▸ Detection annotation rows:
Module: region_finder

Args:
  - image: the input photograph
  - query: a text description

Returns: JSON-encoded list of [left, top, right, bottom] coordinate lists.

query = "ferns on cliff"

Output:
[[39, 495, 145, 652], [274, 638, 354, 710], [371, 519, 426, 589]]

▸ Brief:
Reproduce the rows above, substituting "prompt" for each occurrence of "query" and leaving everything else unchanged.

▸ Solution to this exercise:
Module: region_finder

Args:
  - image: the input photograph
  - prompt: a text description

Returns: JSON-encoded list of [left, top, right, bottom] coordinate lists.

prompt = "ferns on cliff"

Output:
[[39, 495, 145, 652], [274, 638, 354, 710], [371, 519, 426, 589]]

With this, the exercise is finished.